Emit a verbatim copy of the lines running from the line with "I would be grateful if you could tag the tree trunk" through the end of the material below.
——————————
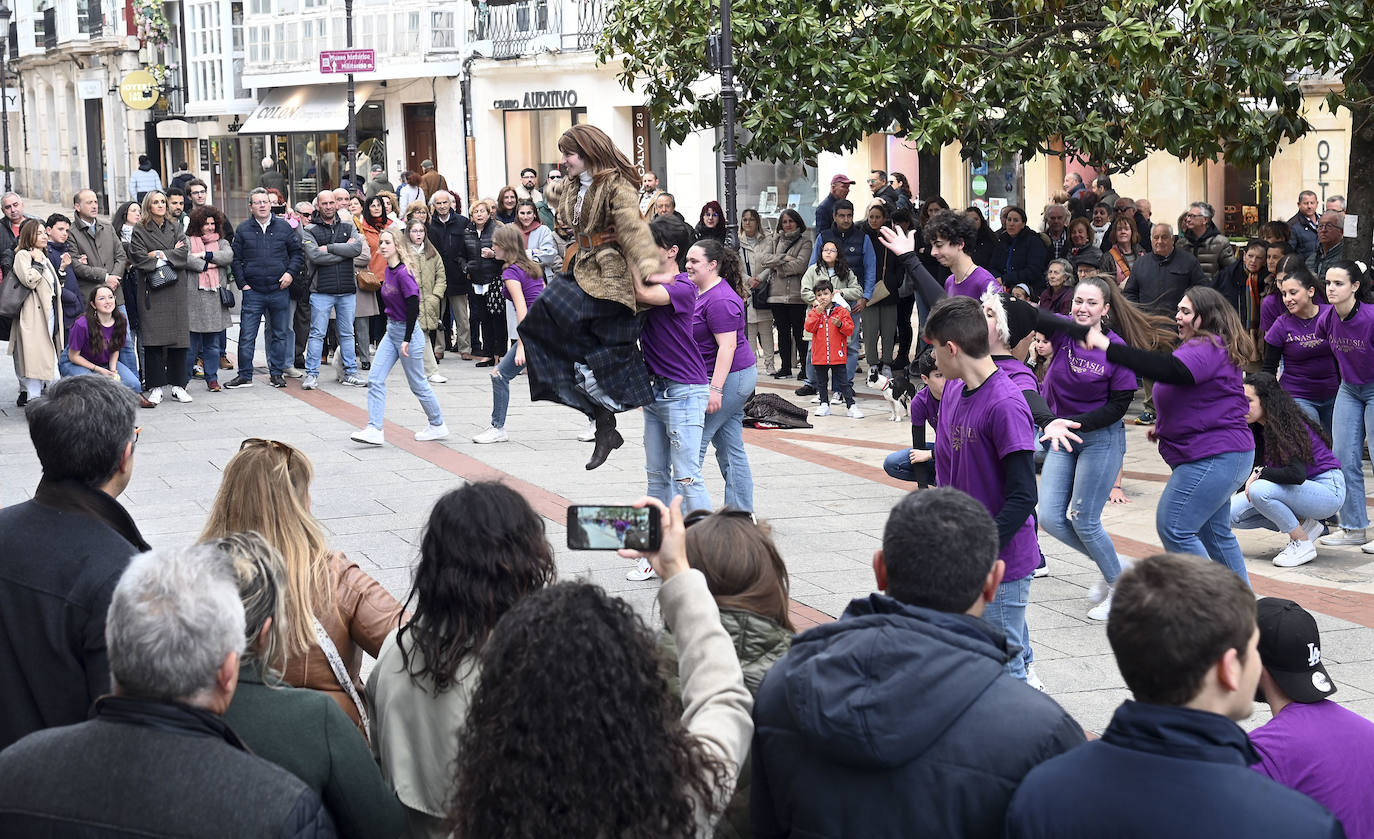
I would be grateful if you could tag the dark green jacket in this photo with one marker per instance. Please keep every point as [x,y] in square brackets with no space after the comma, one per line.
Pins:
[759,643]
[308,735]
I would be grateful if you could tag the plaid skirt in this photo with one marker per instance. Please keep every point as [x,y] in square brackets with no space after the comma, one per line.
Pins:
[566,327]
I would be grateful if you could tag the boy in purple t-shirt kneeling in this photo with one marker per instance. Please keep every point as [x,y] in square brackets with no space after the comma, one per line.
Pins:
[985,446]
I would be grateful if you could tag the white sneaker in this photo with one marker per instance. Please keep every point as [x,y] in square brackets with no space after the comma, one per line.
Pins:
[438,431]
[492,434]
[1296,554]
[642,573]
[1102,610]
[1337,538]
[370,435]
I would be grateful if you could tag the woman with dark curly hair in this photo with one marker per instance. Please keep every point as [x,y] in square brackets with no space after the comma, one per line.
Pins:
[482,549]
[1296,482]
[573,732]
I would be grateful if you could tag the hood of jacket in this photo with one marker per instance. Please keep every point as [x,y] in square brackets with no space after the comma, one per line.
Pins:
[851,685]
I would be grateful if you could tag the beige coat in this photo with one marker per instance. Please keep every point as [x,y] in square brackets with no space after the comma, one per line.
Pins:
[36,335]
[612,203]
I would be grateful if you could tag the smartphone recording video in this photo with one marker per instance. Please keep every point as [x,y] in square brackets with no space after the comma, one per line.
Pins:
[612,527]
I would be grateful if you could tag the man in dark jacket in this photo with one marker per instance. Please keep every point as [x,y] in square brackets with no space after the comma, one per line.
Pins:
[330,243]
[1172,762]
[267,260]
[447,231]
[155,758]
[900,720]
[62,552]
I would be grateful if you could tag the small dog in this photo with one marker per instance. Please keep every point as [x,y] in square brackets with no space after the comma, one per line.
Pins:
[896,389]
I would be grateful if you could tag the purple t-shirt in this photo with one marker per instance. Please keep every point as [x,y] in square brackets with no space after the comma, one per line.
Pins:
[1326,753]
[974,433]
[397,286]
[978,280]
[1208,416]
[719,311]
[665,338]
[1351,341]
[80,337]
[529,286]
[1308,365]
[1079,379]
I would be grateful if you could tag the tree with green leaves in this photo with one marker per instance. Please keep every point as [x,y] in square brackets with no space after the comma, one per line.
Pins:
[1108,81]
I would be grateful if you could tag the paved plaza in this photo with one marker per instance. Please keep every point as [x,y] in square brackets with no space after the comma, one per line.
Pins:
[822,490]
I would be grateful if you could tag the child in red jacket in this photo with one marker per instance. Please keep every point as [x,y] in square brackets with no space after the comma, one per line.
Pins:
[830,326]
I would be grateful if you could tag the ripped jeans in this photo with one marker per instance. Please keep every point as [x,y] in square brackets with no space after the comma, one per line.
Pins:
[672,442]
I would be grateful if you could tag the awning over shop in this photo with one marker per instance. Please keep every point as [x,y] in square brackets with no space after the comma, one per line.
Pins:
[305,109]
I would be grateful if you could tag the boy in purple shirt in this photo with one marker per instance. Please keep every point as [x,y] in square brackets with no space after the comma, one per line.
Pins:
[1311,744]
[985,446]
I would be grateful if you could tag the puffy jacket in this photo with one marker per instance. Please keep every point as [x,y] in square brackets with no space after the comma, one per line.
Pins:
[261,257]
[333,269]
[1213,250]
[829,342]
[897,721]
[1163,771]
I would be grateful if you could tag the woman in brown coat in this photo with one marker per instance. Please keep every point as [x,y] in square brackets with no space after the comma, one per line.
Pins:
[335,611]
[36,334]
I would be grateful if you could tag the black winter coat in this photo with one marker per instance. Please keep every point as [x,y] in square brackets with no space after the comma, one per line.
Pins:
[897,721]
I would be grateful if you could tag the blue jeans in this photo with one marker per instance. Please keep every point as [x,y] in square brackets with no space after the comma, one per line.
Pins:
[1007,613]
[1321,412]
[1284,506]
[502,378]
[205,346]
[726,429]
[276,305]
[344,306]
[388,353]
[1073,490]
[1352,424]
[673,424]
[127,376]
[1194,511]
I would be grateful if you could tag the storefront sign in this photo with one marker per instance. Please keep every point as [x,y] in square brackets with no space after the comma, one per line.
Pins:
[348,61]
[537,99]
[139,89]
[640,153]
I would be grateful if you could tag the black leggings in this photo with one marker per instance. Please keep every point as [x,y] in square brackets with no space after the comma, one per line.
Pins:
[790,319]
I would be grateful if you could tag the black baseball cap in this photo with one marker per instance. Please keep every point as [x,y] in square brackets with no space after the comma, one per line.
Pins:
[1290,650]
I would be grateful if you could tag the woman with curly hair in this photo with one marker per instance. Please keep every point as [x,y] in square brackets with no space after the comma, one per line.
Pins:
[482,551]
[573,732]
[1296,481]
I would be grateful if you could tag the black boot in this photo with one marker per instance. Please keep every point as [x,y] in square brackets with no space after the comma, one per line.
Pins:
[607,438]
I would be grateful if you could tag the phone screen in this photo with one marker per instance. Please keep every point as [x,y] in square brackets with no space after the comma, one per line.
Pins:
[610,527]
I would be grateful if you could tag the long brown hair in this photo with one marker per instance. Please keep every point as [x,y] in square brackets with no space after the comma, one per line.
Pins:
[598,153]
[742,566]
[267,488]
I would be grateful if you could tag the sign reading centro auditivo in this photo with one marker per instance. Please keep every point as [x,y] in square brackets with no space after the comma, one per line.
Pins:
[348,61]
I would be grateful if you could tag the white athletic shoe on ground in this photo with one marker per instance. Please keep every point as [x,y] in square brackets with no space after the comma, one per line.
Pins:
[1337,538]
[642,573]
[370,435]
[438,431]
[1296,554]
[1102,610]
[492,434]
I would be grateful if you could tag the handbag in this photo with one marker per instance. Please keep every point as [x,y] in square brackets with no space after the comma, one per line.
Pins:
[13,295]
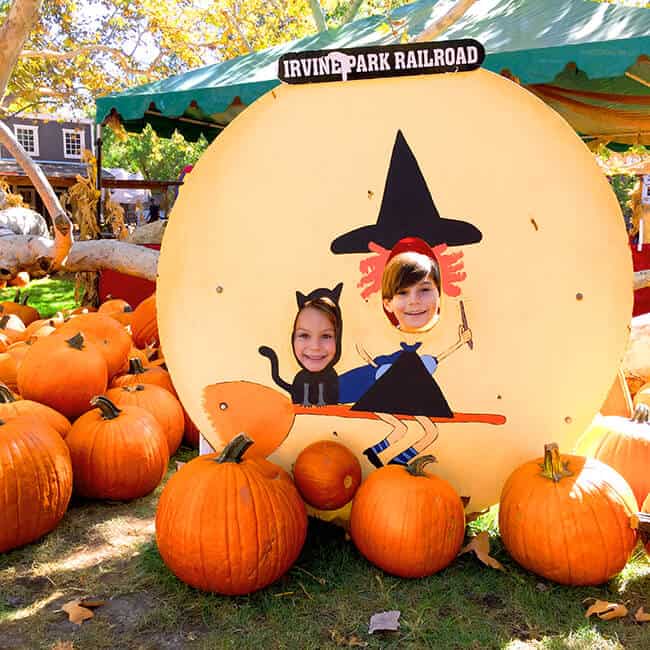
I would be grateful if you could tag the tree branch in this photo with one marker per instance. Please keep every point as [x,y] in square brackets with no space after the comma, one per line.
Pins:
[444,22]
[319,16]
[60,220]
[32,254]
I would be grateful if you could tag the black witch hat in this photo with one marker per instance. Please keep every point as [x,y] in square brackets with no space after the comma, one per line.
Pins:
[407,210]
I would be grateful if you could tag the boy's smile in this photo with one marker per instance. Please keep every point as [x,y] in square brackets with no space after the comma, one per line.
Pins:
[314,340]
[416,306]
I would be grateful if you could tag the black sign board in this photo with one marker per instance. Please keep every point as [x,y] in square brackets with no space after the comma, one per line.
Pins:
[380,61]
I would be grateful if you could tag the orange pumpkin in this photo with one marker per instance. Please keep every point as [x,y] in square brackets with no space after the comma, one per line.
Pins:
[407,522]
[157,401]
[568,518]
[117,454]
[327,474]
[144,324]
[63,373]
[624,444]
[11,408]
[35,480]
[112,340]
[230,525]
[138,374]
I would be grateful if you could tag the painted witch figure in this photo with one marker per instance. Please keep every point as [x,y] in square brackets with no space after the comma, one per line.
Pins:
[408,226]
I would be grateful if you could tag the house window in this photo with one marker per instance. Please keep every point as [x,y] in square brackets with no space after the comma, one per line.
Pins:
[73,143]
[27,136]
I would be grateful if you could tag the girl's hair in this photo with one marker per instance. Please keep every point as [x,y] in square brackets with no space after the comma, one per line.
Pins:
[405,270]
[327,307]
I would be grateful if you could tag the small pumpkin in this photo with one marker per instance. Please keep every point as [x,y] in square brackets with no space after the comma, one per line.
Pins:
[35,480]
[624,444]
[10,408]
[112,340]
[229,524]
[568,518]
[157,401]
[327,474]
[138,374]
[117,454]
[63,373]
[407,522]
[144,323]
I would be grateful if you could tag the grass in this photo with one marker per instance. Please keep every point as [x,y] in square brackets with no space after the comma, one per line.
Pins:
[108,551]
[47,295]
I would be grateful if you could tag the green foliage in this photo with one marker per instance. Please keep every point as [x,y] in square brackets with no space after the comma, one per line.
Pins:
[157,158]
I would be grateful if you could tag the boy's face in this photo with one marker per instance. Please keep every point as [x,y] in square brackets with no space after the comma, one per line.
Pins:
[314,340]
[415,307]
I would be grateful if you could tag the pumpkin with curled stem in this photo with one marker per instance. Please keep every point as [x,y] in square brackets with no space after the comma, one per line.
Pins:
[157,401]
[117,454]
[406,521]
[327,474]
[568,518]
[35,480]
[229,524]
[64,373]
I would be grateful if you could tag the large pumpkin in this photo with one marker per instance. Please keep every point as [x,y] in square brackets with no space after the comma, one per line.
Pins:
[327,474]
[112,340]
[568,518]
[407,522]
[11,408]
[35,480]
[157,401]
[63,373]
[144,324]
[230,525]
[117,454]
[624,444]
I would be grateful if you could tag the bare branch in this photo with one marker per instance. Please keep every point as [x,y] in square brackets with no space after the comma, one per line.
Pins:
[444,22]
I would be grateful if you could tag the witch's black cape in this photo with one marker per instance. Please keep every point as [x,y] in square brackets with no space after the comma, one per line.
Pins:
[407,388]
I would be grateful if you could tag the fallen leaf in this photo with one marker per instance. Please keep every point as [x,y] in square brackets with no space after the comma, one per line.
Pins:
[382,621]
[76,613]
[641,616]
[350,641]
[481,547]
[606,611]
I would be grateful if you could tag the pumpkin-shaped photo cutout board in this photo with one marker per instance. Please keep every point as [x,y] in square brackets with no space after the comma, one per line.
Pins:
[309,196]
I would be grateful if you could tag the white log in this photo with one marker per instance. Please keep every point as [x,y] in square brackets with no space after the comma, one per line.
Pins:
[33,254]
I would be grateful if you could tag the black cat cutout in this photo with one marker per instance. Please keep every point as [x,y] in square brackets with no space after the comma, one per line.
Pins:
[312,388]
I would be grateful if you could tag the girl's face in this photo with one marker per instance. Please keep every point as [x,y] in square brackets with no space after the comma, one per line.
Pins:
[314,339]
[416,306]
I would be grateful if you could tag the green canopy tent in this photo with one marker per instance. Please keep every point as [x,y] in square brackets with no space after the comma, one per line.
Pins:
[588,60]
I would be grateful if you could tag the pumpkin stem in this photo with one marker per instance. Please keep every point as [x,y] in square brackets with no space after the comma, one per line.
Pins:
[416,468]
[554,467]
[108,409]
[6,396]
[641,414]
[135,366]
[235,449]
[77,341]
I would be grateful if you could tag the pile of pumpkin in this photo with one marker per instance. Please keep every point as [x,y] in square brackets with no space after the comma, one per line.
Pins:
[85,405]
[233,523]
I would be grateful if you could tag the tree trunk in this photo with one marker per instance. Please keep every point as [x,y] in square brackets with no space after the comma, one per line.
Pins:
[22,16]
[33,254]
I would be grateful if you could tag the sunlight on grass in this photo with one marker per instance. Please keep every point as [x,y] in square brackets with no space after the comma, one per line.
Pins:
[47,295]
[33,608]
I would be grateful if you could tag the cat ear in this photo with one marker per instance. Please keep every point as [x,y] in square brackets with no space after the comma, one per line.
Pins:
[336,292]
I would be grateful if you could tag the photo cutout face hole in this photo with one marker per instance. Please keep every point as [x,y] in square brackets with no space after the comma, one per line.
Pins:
——————————
[Task answer]:
I would be grateful if you could tag the tree trunk in this photo with one marker per instance. Please keep every point as [x,y] in square brackets with no space after the comma, one per line.
Pins:
[22,16]
[33,254]
I would be grateful if you could tag the sunlight on grass in this photo with one marker per instance. Please keep every point as [x,y] in square brackets with no space after the comma, one per line.
Pins:
[47,295]
[33,608]
I would be grateful if you could tag the cat ear in this photo with one marker per instance. Please keep every point as [x,y] in square brackets with no space after the comma, one per line.
Pins:
[336,292]
I would be grateful if you could tag the photo cutout face hole in this photo with one marker per instance. Please keep every point as [x,y] in square brackets with no space after the comma, one per line.
Pins:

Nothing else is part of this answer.